◆ **DATA FOR THIS TASK**
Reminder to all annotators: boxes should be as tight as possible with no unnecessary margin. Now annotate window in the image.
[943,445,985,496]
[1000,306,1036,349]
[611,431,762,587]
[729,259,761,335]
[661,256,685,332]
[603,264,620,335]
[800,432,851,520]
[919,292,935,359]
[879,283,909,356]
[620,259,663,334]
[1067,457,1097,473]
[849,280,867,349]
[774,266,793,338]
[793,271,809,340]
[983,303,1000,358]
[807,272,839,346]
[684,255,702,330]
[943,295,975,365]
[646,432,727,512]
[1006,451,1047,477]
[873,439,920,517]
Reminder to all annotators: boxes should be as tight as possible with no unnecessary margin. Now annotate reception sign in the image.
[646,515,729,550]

◆ **TASK**
Line by line, repeat the data exactly.

◆ **ANSWER TO THE PROBLEM**
Reminder to all annotators: boxes should be as tight as possible with no unnecessary margin. Now annotate window in the image.
[943,445,985,496]
[1000,306,1036,349]
[611,431,762,587]
[729,259,761,335]
[661,256,685,332]
[603,264,620,335]
[800,432,851,520]
[919,292,935,359]
[879,283,909,356]
[620,259,663,334]
[1067,457,1097,473]
[849,280,867,349]
[774,266,793,338]
[793,271,809,340]
[983,303,1000,358]
[807,272,839,346]
[684,255,702,330]
[943,295,975,365]
[646,432,727,512]
[1006,451,1047,477]
[873,439,920,517]
Reminder to all annotators: boxes should be as tight as possible with no unnecessary margin. Now annotate reception sign in the image.
[646,515,729,550]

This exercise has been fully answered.